- _Task prompt_: For this exercise, restate the records word for word.

- _Exercise input_:
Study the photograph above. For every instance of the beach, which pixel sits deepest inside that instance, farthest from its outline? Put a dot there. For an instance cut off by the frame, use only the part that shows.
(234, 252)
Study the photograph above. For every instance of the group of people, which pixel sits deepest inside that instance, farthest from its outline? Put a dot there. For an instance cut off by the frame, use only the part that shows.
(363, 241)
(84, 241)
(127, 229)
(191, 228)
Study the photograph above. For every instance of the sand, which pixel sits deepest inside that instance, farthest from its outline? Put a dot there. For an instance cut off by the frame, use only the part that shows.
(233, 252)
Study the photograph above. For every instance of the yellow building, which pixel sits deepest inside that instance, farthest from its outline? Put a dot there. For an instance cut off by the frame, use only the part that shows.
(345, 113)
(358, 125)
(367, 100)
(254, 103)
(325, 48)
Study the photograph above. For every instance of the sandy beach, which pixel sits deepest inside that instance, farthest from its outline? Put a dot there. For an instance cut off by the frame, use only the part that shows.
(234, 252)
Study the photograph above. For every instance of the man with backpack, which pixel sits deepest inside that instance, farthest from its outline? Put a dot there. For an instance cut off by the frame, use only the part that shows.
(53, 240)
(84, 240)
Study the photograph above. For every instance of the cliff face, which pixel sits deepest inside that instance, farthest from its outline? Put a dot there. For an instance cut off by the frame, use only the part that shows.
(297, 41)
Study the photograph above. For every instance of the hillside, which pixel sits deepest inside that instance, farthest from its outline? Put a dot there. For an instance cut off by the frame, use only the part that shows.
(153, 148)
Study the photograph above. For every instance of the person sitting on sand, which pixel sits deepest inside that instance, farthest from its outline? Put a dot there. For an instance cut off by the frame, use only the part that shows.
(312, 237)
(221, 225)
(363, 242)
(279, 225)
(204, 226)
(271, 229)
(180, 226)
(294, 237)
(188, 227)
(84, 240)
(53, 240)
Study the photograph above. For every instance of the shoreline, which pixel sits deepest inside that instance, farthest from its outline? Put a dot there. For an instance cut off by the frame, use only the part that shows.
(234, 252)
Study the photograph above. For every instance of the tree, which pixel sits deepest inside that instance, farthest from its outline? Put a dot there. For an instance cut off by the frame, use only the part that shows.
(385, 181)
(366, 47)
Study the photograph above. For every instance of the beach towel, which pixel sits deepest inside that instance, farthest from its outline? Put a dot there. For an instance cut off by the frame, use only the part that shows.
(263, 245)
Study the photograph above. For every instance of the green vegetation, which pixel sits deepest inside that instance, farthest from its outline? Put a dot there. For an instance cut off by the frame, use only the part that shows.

- _Response to the exercise_:
Study the photograph above. For every instance of the beach, which pixel sits deepest inside that instance, farthest from its outline? Put a dot there. For an instance cut off by the frame, use only the part that shows.
(234, 252)
Study the photograph above. For every instance of the group of people, which pixel sits deepest inside that instance, farthest from its outline? Put a dot there. For an instance cut off by the frame, use only the part that shows.
(363, 241)
(84, 241)
(127, 229)
(191, 228)
Study the photograph above. For every instance of the sand, which pixel sits deepest inside that instance, farthest from its outline? Put a dot there. For an instance cut off by the frame, use only the part that shows.
(233, 252)
Study the photograph above. For every instance of the yellow building, which pixel sits deepest inside that instance, farthest from its outline? Put a dot there. For an instance cut off by the frame, use only the part that shows.
(345, 113)
(358, 125)
(367, 100)
(254, 103)
(325, 48)
Study the photograph above. For every instance of the sandy beach, which pixel sits deepest inside that instance, farthest from its outline? Put a dot there. For an instance cut off by the frame, use only the part that shows.
(234, 252)
Study the photograph above. For every instance of the man with backpack, which pixel sits deepest inside that instance, farthest from its outline? Put a dot there. For an instance cut off by the frame, use only the part that shows.
(53, 240)
(84, 240)
Study the photograph above. For every instance of the cliff face, which pixel sits deepest inside that instance, farthest from its outline? Put a dot there. For an instance cut off by the frame, use only the part that shows.
(297, 41)
Study the photograph above. For every instance of the hillside, which pixel sits deepest inside that instance, farthest from its outline? Put a dot there. For an instance cut off by the frame, use only the part that shows.
(153, 148)
Study the photograph above. For every instance of the person sitting on sand, which pixel sits deepest inside that instance, farthest from its outline? Put a dot there. For an instance cut off by the frame, use only the part that shows.
(312, 237)
(221, 225)
(363, 242)
(279, 225)
(204, 226)
(271, 229)
(180, 226)
(294, 237)
(188, 227)
(84, 240)
(53, 240)
Study the photograph above. For every instance of the shoreline, which pixel sits deepest inside that instance, farthest from its outline? Put a dot there. For an instance cut off by the frame, use only the part that shows.
(234, 252)
Study the photograph above. For every instance of the tree, which pixel sits deepest inside that instance, farthest from its outline? Put a dot there. For an instance cut off by the frame, use only the part that shows.
(385, 181)
(366, 47)
Study the photograph above. For every instance of the beach towel, which pixel sits deepest inside that instance, farthest from its outline? Put a dot there. For an instance cut off by the frame, use only the part that shows.
(263, 245)
Study the photograph above. For every instance of the green vegetation, which pixel sits deepest inside that instance, farthest from its outline? Put a dot there. For an instance cut off by the frame, use only the part that shows.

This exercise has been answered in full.